---------- EXTRACT ----------

In some embodiments, management plane 220 provides a single API
entry point to distributed-computing system 200.
[0023] Management plane 220 includes one or more management nodes
222. Each management node 222 is an instantiation of management
software (e.g., an application) which implements management
functionality. Management node 222 runs on a dedicated physical
host, as an application within a virtual machine, within a software
container on a dedicated host, within a software container on a
virtual machine, or any combination thereof. Each management node
222 is communicatively coupled to one another and to data plane 230
via a communication interface(s) such as those described with
respect to communications network 218. In some embodiments, each of
the plurality of management nodes 222 independently implement
management functionality for data plane 230. This redundancy
improves reliability. For example, in situations where a management
node (e.g., 222.sub.1) experiences a failure, another management
node (e.g., 222.sub.2) can takeover to maintain management
functionality.
[0024] Data plane 230 is coupled to management plane 220. Data
plane 230 is configured to perform data processing functionality.
For example, data plane 230 is configured to index data during data
ingestion and store the indexed data. In some embodiments, data
plane 230 is configured to ingest data received from management
plane 220 and query stored data. Data plane 230 includes a
collection of data plane containers 232. Each data plane container
is an instance of a software application implementing data
processing functionality within a container (e.g., container 132).
In some embodiments, data plane containers 232 run on a dedicated
host or within a virtualized environment such as VM 102.sub.1 on
host computing device 100. Each data plane container 232 is
associated with one or more data cores (e.g., cores 234, 236, and
238). A data core is an allocation of storage resources for files
associated with a single tenant or customer. In some embodiments, a
core spans one or more storage medias such as hard disks, solid
state drives, virtual storage area network devices (VSANs), or the
like. In some embodiments, each data core includes a database index
with configuration, such as schema, caching, and the like. For
example, each data core includes a set of memory structures that
manages database files.
[0025] Data plane 230 is further coupled to secondary storage
system 240 via communication interface(s), such as those described
with respect to communications network 218. Data plane containers
232 communicate with secondary storage system 240 and are
configured to transfer data to and retrieve data from secondary
storage system 240. Secondary storage system 240 is configured to
provide additional data storage functions such as backing up data
located on data plane containers 232 or serving as long-term
storage for infrequently accessed data. In some embodiments,
secondary storage system 240 includes one or more storage media
such as hard disks, solid state drives, virtual storage area
network devices (VSANs), or the like.
[0026] Although in the present embodiment, distributed-computing
system 200 includes management plane 220 and data plane 230, it
should be recognized that, in other embodiments,
distributed-computing system 200 can include additional functional
layers. For example, distributed-computing system 200 can include
additional software layers (e.g., applications) that facilitate
functions related to providing alerts or notifications. In some
embodiments, distributed-computing system 200 includes additional
intermediate software layers for handling ingestion request or user
queries.

---------- RECORD EXCERPTS ----------

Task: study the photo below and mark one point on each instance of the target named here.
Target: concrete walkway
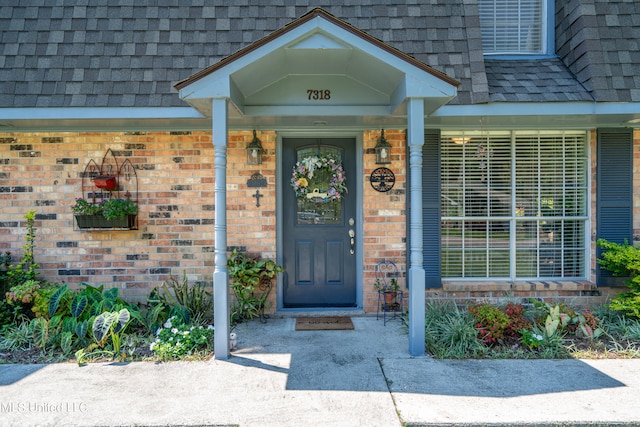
(282, 377)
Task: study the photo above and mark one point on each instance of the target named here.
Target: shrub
(26, 269)
(624, 261)
(491, 323)
(450, 332)
(192, 303)
(177, 339)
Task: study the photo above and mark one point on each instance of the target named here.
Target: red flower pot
(105, 182)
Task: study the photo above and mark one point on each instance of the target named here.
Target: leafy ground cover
(42, 322)
(532, 330)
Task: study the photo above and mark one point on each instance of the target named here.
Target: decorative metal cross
(257, 196)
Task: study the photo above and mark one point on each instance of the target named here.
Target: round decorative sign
(382, 179)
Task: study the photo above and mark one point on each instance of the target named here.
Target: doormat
(324, 323)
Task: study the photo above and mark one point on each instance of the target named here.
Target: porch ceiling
(317, 70)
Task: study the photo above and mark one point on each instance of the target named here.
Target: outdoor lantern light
(383, 150)
(254, 151)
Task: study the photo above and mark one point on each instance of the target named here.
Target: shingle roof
(513, 81)
(108, 53)
(118, 53)
(599, 40)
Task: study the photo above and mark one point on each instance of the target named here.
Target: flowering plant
(176, 339)
(531, 339)
(109, 208)
(326, 165)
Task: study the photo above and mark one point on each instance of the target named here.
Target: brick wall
(384, 214)
(176, 203)
(175, 171)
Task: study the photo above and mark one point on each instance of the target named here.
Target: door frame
(283, 185)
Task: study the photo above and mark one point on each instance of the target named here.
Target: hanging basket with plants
(109, 213)
(319, 178)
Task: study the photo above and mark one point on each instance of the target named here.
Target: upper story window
(514, 26)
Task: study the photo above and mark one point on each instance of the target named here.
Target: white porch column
(415, 140)
(220, 273)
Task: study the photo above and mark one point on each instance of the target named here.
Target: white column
(416, 279)
(220, 273)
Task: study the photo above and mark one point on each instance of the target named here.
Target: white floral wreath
(303, 173)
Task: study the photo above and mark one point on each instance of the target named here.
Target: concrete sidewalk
(282, 377)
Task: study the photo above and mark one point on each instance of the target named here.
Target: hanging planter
(84, 222)
(110, 213)
(106, 182)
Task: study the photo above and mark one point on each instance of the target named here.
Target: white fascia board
(413, 87)
(538, 109)
(106, 113)
(319, 111)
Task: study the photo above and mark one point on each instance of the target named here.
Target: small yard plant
(177, 340)
(534, 329)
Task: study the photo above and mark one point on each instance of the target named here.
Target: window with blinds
(512, 26)
(514, 204)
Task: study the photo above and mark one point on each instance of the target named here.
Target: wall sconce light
(254, 151)
(383, 150)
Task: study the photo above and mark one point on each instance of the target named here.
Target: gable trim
(313, 14)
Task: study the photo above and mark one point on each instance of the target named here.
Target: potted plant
(389, 288)
(251, 281)
(109, 213)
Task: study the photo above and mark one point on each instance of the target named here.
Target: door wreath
(306, 187)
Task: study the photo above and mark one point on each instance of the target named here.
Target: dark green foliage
(251, 282)
(450, 332)
(191, 303)
(624, 261)
(26, 269)
(491, 322)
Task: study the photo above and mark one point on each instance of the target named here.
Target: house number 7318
(318, 95)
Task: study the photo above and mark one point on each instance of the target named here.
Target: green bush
(491, 323)
(450, 333)
(192, 303)
(177, 339)
(623, 261)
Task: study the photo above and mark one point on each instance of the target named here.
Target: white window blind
(512, 26)
(514, 204)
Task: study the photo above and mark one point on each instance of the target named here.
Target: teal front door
(318, 227)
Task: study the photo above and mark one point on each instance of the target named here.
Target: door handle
(352, 234)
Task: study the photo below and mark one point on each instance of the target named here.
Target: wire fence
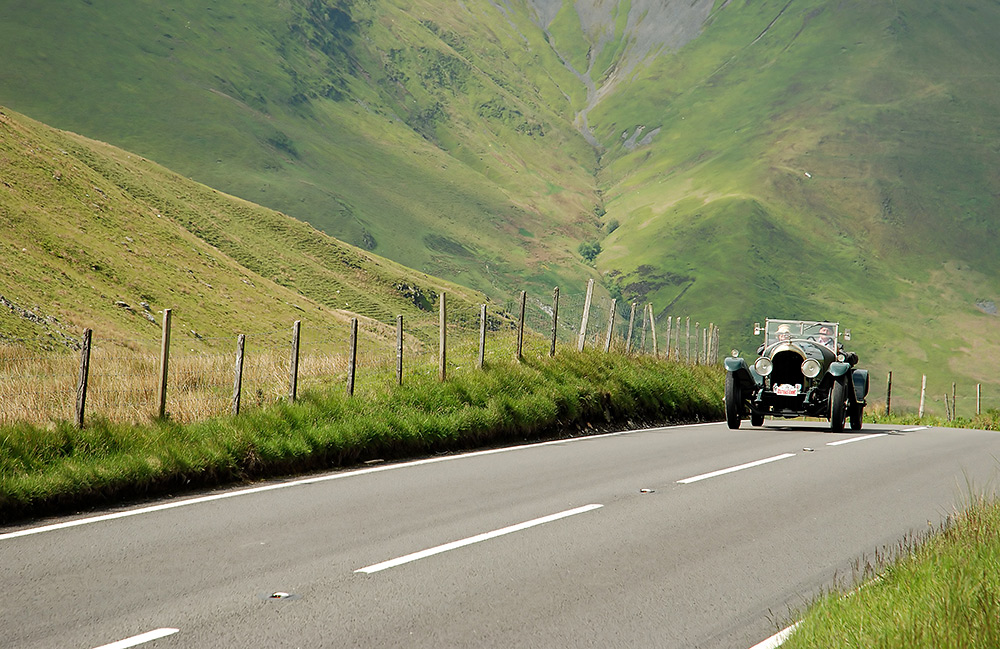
(122, 380)
(929, 395)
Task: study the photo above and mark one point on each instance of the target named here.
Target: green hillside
(743, 160)
(93, 236)
(823, 161)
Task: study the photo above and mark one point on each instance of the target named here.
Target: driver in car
(824, 337)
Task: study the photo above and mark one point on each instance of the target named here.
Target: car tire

----------

## [TO BE DONE]
In the extract about the distributed-computing system, what is a data core?

## [EXERCISE SOLUTION]
An allocation of storage resources for files associated with a single tenant or customer.